(Records to use Opens)

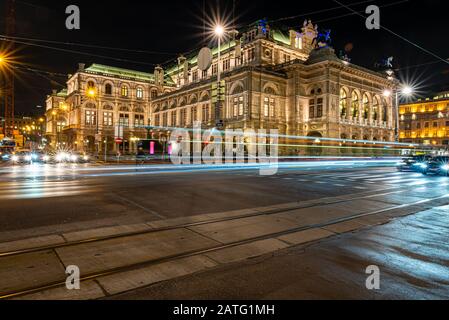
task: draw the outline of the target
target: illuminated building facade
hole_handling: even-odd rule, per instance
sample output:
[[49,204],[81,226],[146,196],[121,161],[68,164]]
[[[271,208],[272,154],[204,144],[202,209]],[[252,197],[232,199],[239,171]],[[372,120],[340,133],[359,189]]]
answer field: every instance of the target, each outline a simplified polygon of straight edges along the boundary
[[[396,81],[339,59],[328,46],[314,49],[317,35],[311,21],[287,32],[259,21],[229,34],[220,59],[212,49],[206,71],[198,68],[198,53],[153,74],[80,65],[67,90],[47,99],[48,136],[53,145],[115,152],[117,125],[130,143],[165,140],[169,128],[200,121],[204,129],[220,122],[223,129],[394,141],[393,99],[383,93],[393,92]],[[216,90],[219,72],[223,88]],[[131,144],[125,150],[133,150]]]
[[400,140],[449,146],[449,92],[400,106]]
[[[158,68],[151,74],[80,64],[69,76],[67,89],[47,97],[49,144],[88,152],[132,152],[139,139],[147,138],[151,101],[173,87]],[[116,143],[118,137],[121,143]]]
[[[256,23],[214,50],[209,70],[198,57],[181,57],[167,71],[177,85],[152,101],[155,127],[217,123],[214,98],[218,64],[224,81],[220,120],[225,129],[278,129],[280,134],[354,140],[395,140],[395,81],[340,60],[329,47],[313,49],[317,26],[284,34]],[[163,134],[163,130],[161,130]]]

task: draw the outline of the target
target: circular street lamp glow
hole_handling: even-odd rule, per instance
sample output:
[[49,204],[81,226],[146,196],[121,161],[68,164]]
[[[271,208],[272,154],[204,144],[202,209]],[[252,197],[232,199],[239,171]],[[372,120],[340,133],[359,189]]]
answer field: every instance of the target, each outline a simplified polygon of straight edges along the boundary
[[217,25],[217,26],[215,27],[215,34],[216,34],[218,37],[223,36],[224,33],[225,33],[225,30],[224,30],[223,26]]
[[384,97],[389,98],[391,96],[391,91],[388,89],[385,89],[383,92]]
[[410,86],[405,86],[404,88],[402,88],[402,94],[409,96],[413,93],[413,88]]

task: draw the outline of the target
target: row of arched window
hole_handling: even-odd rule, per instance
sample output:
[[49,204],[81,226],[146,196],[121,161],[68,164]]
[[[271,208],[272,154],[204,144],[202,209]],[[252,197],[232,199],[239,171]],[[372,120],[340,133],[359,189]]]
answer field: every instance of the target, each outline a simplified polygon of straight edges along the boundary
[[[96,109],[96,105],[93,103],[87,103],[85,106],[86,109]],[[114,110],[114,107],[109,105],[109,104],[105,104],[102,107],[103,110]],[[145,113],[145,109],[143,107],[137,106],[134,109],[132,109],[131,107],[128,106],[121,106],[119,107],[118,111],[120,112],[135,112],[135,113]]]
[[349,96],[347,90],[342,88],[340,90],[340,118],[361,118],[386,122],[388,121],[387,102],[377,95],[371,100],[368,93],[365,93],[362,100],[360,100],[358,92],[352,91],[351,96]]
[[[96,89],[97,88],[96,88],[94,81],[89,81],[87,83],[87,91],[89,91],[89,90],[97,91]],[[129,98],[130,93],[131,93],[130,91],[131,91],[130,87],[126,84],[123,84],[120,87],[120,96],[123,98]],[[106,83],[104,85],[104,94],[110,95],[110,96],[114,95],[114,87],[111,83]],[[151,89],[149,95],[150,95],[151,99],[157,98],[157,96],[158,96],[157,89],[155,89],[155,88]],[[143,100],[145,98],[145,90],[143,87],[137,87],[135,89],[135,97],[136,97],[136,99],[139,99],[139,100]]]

(Records to use Closes)
(Records to use Opens)

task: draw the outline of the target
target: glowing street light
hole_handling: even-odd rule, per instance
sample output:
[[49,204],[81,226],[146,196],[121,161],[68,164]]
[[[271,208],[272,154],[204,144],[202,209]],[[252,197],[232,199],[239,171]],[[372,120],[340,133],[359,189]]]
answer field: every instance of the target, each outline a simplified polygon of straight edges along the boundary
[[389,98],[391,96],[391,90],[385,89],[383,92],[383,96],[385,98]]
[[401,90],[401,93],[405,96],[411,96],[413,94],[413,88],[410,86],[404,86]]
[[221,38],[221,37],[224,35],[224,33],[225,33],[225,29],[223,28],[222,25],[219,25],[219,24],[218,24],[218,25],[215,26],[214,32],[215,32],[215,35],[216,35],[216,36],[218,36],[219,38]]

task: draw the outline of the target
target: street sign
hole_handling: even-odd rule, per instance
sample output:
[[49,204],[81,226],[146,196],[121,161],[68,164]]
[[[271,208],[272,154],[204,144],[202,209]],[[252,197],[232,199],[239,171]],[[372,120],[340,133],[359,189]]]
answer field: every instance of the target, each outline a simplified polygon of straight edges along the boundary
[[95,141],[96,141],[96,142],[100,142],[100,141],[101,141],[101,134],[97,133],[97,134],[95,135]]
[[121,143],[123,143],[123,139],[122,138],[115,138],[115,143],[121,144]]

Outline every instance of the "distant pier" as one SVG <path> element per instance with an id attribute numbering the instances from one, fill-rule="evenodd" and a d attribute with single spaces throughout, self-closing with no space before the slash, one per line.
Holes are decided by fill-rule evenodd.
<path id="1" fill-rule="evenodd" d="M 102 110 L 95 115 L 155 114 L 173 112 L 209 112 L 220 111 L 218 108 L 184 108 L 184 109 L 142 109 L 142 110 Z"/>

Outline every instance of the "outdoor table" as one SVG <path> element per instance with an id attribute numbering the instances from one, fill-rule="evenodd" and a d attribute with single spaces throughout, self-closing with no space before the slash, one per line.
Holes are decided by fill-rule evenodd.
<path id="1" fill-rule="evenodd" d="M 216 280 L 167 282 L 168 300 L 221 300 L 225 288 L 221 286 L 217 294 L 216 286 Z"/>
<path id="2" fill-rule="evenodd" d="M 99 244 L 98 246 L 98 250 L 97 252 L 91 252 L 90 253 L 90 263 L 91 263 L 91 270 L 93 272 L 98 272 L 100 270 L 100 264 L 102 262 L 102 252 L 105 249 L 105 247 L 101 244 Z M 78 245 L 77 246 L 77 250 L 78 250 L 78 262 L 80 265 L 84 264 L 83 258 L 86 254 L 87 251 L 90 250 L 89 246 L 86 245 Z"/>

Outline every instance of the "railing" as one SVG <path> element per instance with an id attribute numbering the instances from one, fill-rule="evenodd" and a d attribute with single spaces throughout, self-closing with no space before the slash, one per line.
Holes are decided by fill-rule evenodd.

(Records to use Closes)

**Work item**
Figure out how many lines above hold "street", then give that number alone.

**Output for this exercise**
3